# EXCERTO DO TEXTO
ALMENDRES
A inexplicável situação do "Stonhehenge português"
Face à continuada ausência de qualquer tipo de gestão ou controle de visitas ao Cromeleque dos Almendres, uma situação que não é de agora mas que se tem vindo a agravar nos últimos anos face ao aumento exponencial de visitantes, a Assembleia da União de Freguesias da Tourega e de Guadalupe, aprovou ontem dia 11 de Dezembro uma Moção manifestando a sua preocupação face à "inexplicável" situação em que se encontra este monumento nacional.
Apesar de protegido por "lei", a sua localização em propriedade privada, parece (?) impedir as entidades de tutela (nacionais ou regionais) de intervir. Por outro lado, os proprietários, embora não impeçam as visitas, lavam as mãos da sua salvaguarda, embora tal atitude também possa um dia vir a prejudicar os seus interesses.

# ITENS LISTADOS

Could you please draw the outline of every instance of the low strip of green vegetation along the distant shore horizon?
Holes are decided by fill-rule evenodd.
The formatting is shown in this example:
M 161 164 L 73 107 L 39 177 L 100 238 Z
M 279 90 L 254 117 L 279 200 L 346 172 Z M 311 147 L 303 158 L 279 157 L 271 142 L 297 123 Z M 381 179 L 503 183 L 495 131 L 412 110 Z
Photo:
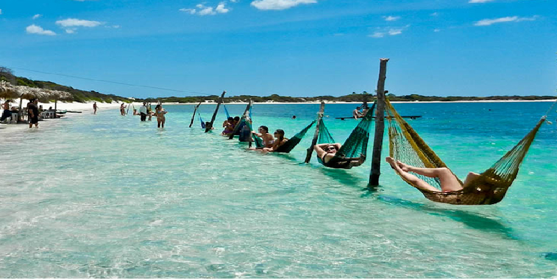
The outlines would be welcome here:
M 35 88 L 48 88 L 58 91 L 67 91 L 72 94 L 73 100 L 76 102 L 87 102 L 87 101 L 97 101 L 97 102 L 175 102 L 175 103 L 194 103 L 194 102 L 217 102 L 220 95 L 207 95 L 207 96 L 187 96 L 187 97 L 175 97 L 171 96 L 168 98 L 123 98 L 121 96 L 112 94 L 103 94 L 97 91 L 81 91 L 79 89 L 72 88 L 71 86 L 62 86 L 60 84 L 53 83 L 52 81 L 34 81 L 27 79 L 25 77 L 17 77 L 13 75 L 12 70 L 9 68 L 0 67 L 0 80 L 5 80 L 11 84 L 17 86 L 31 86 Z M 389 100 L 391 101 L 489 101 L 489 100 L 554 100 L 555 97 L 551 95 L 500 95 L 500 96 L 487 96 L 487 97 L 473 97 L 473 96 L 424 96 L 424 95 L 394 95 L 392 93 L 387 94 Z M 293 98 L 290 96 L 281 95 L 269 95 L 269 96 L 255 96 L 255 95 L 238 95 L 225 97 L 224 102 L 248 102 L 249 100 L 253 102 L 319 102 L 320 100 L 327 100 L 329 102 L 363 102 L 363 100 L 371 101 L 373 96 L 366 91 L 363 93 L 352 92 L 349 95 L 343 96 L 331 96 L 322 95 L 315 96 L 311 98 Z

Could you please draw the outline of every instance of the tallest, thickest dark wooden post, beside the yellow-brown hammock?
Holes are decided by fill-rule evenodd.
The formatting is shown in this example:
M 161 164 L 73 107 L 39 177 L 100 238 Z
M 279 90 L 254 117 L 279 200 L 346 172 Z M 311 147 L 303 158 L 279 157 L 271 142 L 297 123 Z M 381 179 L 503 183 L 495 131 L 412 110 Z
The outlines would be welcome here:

* * *

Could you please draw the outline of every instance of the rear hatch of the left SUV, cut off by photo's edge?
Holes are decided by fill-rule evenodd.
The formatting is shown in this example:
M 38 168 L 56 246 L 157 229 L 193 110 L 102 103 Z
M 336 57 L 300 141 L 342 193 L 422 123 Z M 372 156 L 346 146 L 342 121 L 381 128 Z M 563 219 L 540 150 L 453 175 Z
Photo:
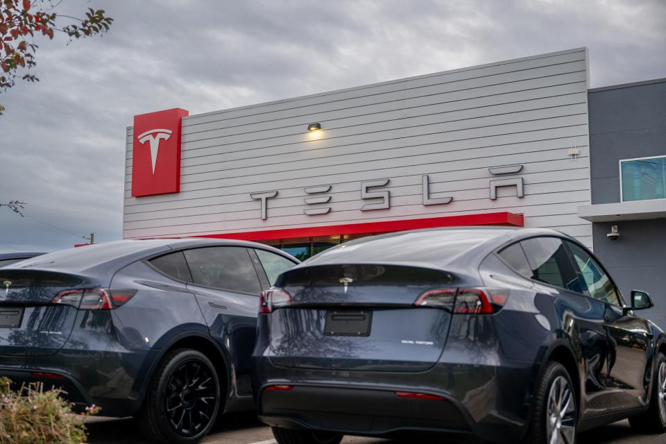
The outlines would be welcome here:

---

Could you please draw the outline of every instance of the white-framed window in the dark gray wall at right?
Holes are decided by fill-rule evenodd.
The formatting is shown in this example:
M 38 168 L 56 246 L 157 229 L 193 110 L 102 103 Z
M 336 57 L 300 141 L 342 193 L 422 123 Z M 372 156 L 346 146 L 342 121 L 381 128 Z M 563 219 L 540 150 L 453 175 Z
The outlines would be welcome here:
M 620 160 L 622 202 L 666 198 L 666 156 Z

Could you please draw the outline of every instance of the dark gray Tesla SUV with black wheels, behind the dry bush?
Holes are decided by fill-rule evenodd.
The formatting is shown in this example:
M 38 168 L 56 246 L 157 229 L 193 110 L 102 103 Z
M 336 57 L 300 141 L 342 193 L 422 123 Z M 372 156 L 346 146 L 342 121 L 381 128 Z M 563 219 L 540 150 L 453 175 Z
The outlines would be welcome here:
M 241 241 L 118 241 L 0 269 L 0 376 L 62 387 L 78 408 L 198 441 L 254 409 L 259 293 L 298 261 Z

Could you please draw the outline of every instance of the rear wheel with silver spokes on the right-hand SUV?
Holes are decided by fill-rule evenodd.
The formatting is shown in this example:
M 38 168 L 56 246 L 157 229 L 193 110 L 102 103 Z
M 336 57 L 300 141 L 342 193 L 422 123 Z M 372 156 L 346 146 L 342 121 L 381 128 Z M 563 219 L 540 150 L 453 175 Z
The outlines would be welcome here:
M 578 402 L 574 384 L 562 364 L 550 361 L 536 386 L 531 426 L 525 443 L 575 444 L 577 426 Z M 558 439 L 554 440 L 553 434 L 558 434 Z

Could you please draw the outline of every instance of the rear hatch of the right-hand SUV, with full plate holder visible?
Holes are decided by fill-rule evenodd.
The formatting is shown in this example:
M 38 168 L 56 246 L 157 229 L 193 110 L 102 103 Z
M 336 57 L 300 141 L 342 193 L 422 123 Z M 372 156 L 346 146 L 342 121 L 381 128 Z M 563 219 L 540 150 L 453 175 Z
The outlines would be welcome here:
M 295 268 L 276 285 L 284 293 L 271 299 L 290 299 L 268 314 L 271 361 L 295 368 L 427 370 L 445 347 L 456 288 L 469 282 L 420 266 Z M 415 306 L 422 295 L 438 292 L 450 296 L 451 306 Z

# LISTA DE TAREFAS
1. Indique se cada afirmação está de acordo com o texto sobre o Cromeleque dos Almendres, respondendo sim ou não e citando as palavras do texto que o decidem: (a) A moção foi aprovada pela Assembleia da União de Freguesias da Tourega e de Guadalupe. (b) Os proprietários impedem as visitas ao monumento. (c) O número de visitantes diminuiu nos últimos anos.
2. Reproduza o trecho do texto sobre o Cromeleque dos Almendres desde "Face à continuada" até "este monumento nacional.", inclusive.

# RESULTADOS DO EXERCÍCIO
1.
(a) Sim: "a Assembleia da União de Freguesias da Tourega e de Guadalupe, aprovou ontem dia 11 de Dezembro uma Moção".
(b) Não: "os proprietários, embora não impeçam as visitas, lavam as mãos da sua salvaguarda".
(c) Não: "face ao aumento exponencial de visitantes".

2.
Face à continuada ausência de qualquer tipo de gestão ou controle de visitas ao Cromeleque dos Almendres, uma situação que não é de agora mas que se tem vindo a agravar nos últimos anos face ao aumento exponencial de visitantes, a Assembleia da União de Freguesias da Tourega e de Guadalupe, aprovou ontem dia 11 de Dezembro uma Moção manifestando a sua preocupação face à "inexplicável" situação em que se encontra este monumento nacional.